<<<<
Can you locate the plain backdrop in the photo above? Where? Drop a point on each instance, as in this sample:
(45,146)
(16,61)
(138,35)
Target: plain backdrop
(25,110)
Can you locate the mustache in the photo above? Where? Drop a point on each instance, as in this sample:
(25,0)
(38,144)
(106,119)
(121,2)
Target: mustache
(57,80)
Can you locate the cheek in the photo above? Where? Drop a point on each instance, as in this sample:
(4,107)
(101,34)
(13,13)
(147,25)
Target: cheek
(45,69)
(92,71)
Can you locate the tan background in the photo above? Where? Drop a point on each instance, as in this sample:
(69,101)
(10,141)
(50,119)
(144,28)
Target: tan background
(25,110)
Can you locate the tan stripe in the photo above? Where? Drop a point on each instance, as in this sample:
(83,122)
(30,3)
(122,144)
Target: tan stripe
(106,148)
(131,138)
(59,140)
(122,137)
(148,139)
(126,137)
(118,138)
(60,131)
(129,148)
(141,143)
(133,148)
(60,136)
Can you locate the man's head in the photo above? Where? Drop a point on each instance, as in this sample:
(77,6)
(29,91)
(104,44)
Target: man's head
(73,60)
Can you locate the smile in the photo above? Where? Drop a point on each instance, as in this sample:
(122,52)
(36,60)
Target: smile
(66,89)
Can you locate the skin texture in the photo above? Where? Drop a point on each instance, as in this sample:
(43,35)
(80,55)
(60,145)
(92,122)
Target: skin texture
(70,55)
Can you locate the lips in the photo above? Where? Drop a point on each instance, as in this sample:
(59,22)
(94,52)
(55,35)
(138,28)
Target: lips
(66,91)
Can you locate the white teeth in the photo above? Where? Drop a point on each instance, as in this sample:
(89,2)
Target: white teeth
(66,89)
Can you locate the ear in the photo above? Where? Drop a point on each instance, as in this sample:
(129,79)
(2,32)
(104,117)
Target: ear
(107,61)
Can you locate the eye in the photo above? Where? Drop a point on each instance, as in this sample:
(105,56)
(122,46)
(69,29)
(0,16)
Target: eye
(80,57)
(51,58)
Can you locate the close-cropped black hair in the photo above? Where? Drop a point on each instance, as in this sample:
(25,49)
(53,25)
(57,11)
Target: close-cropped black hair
>>>>
- [What you need to do]
Reproduce the entire listing above, switching "Drop a point" to "Place a mark" everywhere it appears and leaving all other text unchanged.

- [Task output]
Can you locate the plain backdrop in the photo above? Where? Place a mark on each instance, as in this sample:
(45,146)
(16,61)
(138,35)
Target: plain backdrop
(25,110)
Can you locate the mustache in the photo above? Where? Place a mark on each instance, as in this sample:
(25,0)
(38,144)
(106,119)
(121,2)
Target: mustache
(57,80)
Can you locate the cheek in the photo above? Where? Place a mark on each instance, as in this sample:
(4,107)
(101,34)
(13,13)
(147,25)
Target: cheek
(45,69)
(92,71)
Can you locate the tan background in the photo above? Where? Place a mark on each instance, as in this sample:
(69,101)
(10,141)
(50,119)
(144,28)
Target: tan background
(25,110)
Can you locate the tan stripe in the photo above? Where? Place a mark on each instance, as in this sample:
(83,122)
(30,3)
(122,144)
Target: tan stripe
(106,148)
(131,138)
(59,140)
(122,137)
(148,139)
(126,137)
(118,138)
(60,131)
(129,148)
(141,143)
(133,148)
(60,136)
Can you locate the man's head in the photo above? Where? Place a mark on each instance, as in this sample:
(77,6)
(29,91)
(104,44)
Target: man's head
(73,60)
Can you locate the smile in the photo above? Where? Place a mark on each instance, as in this sample:
(122,52)
(36,60)
Target: smile
(66,89)
Can you locate the skin texture in the photo above? Where? Place a mark on each instance, as in this sample:
(43,35)
(80,55)
(60,145)
(92,122)
Target: skin texture
(70,55)
Can you locate the lips in the photo above? Where? Place a mark on each instance, as in this sample:
(59,22)
(94,52)
(55,35)
(138,28)
Target: lips
(66,91)
Can you locate the white teeth in the photo above? Where? Place a mark on each instance, as in this sample:
(89,2)
Target: white teeth
(66,89)
Can you locate the ear in the photo above? Where? Place a mark on each instance, as in this sample:
(129,79)
(2,32)
(104,117)
Target: ear
(107,61)
Can you locate the eye in the photo above? Where? Place a mark on each instance, as in this sample:
(105,56)
(122,46)
(69,29)
(0,16)
Target: eye
(80,57)
(51,58)
Can you locate the close-cropped black hair in the photo above? Where? Place a mark on each instance, as in this sample:
(25,49)
(53,25)
(57,11)
Target: close-cropped black hair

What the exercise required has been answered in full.